_EXERCISE PROMPT_
Repeat the listing below word for word, minus the pictures.

_AVAILABLE RECORDS_
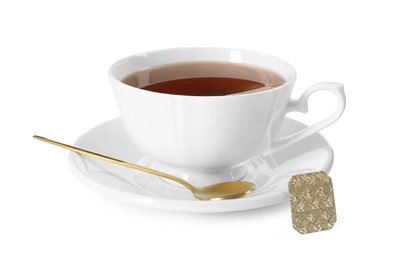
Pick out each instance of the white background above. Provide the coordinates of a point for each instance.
(54, 59)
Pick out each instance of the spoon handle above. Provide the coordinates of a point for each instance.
(114, 160)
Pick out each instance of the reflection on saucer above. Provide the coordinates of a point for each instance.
(270, 173)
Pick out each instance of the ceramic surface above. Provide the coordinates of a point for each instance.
(217, 132)
(270, 173)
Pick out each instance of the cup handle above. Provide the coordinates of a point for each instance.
(301, 105)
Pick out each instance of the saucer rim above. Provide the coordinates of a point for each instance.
(194, 206)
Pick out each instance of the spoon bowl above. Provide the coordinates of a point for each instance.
(218, 191)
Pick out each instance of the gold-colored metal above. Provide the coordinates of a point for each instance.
(219, 191)
(312, 202)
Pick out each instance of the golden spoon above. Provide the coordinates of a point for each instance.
(218, 191)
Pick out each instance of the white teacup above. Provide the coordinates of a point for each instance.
(211, 133)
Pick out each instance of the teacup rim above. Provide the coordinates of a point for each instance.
(287, 82)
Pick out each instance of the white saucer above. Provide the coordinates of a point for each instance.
(270, 173)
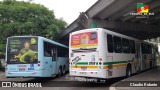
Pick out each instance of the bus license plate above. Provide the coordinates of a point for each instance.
(84, 68)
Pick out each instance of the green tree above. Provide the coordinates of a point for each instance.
(24, 18)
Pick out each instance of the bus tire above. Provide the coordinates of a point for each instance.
(128, 70)
(60, 72)
(64, 70)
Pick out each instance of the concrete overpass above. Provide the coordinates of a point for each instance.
(116, 15)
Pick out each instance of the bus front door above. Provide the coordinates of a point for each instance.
(54, 61)
(138, 65)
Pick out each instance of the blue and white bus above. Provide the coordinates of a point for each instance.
(35, 56)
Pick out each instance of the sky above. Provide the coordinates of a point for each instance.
(69, 10)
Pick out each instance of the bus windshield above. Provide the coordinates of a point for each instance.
(22, 50)
(84, 40)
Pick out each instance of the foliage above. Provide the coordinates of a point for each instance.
(24, 18)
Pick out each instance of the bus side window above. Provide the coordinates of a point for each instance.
(125, 46)
(53, 51)
(47, 49)
(132, 46)
(117, 44)
(110, 43)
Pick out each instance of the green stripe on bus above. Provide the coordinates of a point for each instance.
(104, 63)
(82, 63)
(118, 62)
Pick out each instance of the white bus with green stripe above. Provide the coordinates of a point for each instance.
(100, 53)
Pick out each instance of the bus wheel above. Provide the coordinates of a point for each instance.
(64, 70)
(128, 71)
(59, 72)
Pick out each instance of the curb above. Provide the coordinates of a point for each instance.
(113, 86)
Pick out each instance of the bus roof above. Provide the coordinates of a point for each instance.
(48, 40)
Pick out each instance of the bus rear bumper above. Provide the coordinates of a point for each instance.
(23, 74)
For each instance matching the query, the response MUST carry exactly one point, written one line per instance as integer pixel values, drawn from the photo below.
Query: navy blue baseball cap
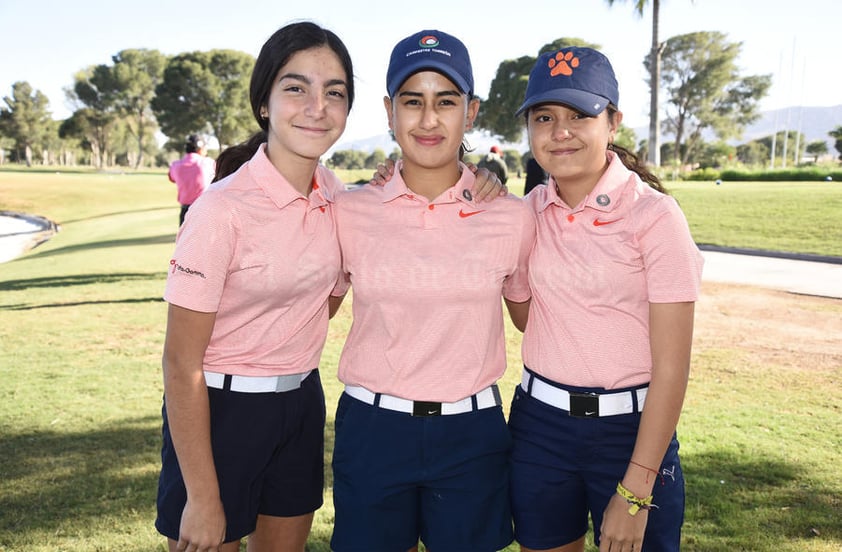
(430, 50)
(580, 78)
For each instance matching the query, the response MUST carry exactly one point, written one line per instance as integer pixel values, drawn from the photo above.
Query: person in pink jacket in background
(192, 173)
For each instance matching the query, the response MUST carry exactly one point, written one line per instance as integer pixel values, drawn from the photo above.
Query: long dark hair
(632, 161)
(275, 53)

_RESPONSE TO THE EXERCISE_
Pick out each instance of the white background above. Provide the coordinates of a point for each instance.
(54, 59)
Pick out each instance of the spoon handle above. Provide the coordinates of a point for each instance.
(114, 160)
Pick out each instance of the reflection on saucer above. Provide the coordinates of a point for each instance.
(270, 173)
Pick out each instance of the ceramic surface above. Provide the coordinates of a point for each instance.
(217, 132)
(270, 173)
Pick out each instance of the cup handle above. Provide the coordinates of a point for each instance.
(301, 105)
Pick out each instance of the saucer rim above. Provide the coordinates of a point for each instance.
(194, 206)
Pick out each instance of the spoon bowl above. Provide the coordinates of a point for each instance.
(218, 191)
Pick out each instance of the gold-colored metal above. Provide the coordinates of a point for each instance.
(219, 191)
(312, 202)
Pick out each instance of the golden spoon above. Provide the coordinates of a point for each instance.
(218, 191)
Pick out each instance of the white teacup above. Provide the coordinates of a point for each instance.
(211, 133)
Pick out each instance of the teacup rim above. Provide the coordinates of a point for each instance.
(287, 82)
Pick out each instance of the white saucer above. Provide the coordinates of a point for each instance.
(270, 173)
Pick out each instance of the bus license plate above. Provide the coordinates of a point for each instance.
(84, 68)
Pick out each instance of the green tree above. Provide the coordinates of a point for each instance.
(24, 18)
Pick out each instance of the bus tire above. Provide the coordinates of a point for each instance.
(128, 70)
(60, 72)
(64, 70)
Pick out each instance of the concrete overpass above. Provide the coordinates of a point for each instance.
(116, 15)
Pick out each instance of the bus front door above. Provide the coordinates of a point for each instance.
(54, 61)
(138, 65)
Pick out each instance of the blue and white bus above. Provide the coordinates of a point for each instance.
(35, 56)
Pick out each instance of the sky above. Provide the coordinates of a point for each instance.
(69, 10)
Pick out each instance of the bus windshield above. Provide the coordinates of a point for each instance.
(22, 50)
(84, 40)
Pick out each instance of the foliage above. Provide the coordinates of a point for each instance.
(24, 18)
Pick out each instance of the bus side window above. Provide the coordinates of a point for each instance.
(125, 46)
(53, 51)
(47, 49)
(132, 46)
(117, 44)
(110, 43)
Pick out each instance of the green stripe on bus above. Provide the coordinates of a point for each instance.
(104, 63)
(82, 63)
(118, 62)
Pick out each instance of the white bus with green stripe above. Provide the coordinates of a point for each instance.
(100, 53)
Pick out each instance of the bus wheel above. Provide the coordinates of a point for each instance.
(64, 70)
(128, 71)
(59, 72)
Pick out each instance of the curb above. Provide the coordinates of a point for each instance.
(113, 86)
Pick out each instance of the bus roof above. Provide the coordinates of a point for each instance.
(48, 40)
Pick out each instance of the bus rear bumper above. Provide the coordinates of a point for each instance.
(23, 74)
For each instance matching the query, the response MUST carry exactly one point, written one line per instance as integer pixel values, drawn from the photo below.
Query: navy blue baseball cap
(430, 50)
(580, 78)
For each instance matching the query, the response MUST carry exactly one point, written one line per instance as integer pixel values, drawn from the photo above.
Query: person in pink jacket in background
(192, 173)
For each instance matching the query, the response MUST carry exactly one point, written one line per instance as integer pixel values, drawn from the photo above.
Query: long dark hair
(632, 161)
(275, 53)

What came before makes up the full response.